>> start

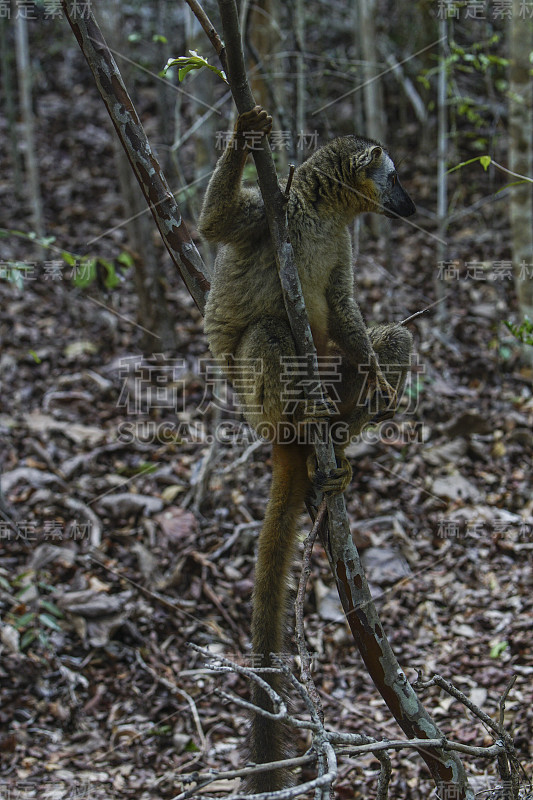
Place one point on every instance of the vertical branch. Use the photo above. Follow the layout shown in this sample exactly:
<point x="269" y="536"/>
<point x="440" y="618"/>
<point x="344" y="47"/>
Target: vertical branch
<point x="24" y="79"/>
<point x="442" y="162"/>
<point x="146" y="167"/>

>> end

[Written exercise]
Write out each entry exactly as given, omitting any picture.

[Answer for this exercise]
Place one point on every instance of the vertical branch. Use the photo above. Follow the layout shown in this sample exactly:
<point x="269" y="536"/>
<point x="440" y="618"/>
<point x="344" y="47"/>
Target: vertical branch
<point x="24" y="79"/>
<point x="442" y="162"/>
<point x="146" y="167"/>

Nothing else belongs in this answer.